— begin Document passage —

For a cross-tabulation, plots measures of local association with bars of varying height and width, using ggplot2.

ggassoc_assocplot(data, mapping, measure = "std.residuals",
                  limits = NULL, sort = "none",
                  na.rm = FALSE, na.value = "NA",
                  colors = NULL, direction = 1, legend = "right")

Arguments

data

dataset to use for plot

mapping

aesthetics being used. x and y are required, weight can also be specified.

measure

character. The measure of association used to fill the rectangles. Can be "phi" for phi coefficient, "or" for odds ratios, "std.residuals" (default) for standardized (i.e. Pearson) residuals, "adj.residuals" for adjusted standardized residuals or "pem" for local percentages of maximum deviation from independence.

limits

a numeric vector of length two providing limits of the scale. If NULL (default), the limits are automatically adjusted to the data.

sort

character. If "both", rows and columns are sorted according to the first factor of a correspondence analysis of the contingency table. If "x", only rows are sorted. If "y", only columns are sorted. If "none" (default), no sorting is done.

na.rm

logical, indicating whether NA values should be silently removed before the computation proceeds. If FALSE (default), an additional level is added to the variables (see na.value argument).

na.value

character. Name of the level for NA category. Default is "NA". Only used if na.rm = FALSE.

colors

vector of colors that will be interpolated to produce a color gradient. If NULL (default), the "Temps" palette from rcartocolors package is used.

direction

Sets the order of colours in the scale. If 1, the default, colours are as output by RColorBrewer::brewer.pal(). If -1, the order of colours is reversed.

— end Document passage —
— begin Entries provided —

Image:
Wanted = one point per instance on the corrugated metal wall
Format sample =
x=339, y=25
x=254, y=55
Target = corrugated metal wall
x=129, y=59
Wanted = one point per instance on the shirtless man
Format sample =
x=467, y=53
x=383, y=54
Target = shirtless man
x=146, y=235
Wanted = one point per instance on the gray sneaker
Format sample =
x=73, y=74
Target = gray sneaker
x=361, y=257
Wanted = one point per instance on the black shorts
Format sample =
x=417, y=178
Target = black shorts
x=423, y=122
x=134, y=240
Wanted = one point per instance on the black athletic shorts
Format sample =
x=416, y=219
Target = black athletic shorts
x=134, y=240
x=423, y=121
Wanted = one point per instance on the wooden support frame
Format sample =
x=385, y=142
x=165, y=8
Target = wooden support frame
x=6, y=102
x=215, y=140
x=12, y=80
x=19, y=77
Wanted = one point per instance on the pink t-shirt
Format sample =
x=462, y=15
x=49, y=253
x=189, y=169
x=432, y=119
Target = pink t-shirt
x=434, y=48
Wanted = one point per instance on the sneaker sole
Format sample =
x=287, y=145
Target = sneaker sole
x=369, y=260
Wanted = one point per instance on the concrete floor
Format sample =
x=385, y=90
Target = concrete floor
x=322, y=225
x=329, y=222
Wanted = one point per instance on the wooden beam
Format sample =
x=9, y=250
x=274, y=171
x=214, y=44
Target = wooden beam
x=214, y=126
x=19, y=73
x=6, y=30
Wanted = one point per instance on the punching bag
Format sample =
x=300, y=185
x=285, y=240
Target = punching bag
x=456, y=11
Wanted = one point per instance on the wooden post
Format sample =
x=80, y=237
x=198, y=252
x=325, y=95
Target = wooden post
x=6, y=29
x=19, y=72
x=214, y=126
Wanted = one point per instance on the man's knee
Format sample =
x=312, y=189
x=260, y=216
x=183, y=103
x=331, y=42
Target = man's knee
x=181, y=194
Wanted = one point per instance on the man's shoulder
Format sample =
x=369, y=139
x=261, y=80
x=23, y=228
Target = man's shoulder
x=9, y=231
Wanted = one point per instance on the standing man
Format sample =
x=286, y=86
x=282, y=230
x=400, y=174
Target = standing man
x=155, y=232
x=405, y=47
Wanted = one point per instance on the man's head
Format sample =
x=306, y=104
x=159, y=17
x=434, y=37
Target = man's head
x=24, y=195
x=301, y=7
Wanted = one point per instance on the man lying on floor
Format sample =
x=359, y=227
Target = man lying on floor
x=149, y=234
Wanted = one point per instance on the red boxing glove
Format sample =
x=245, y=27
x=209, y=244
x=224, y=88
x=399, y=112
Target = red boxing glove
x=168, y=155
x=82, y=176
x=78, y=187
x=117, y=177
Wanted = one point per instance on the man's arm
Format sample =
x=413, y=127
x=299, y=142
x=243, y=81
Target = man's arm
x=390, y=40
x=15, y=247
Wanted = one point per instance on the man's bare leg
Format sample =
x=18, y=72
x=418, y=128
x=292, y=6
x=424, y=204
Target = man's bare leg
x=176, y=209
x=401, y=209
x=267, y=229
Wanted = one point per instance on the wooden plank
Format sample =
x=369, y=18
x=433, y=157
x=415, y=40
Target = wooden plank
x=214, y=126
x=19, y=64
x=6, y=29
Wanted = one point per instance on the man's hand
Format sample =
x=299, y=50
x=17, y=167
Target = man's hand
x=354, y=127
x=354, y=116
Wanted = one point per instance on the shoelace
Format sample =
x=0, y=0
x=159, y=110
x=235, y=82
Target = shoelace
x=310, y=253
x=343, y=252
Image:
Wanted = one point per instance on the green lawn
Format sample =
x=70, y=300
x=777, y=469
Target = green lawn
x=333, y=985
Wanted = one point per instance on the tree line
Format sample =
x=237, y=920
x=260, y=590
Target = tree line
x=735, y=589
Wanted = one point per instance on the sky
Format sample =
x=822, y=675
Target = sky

— end Entries provided —

- Given instruction: Reproduce the passage of the assocplot function reference above word for word, starting with "ggassoc_assocplot(data, mapping, measure" and going on through "also be specified.".

- Result:
ggassoc_assocplot(data, mapping, measure = "std.residuals",
                  limits = NULL, sort = "none",
                  na.rm = FALSE, na.value = "NA",
                  colors = NULL, direction = 1, legend = "right")

Arguments

data

dataset to use for plot

mapping

aesthetics being used. x and y are required, weight can also be specified.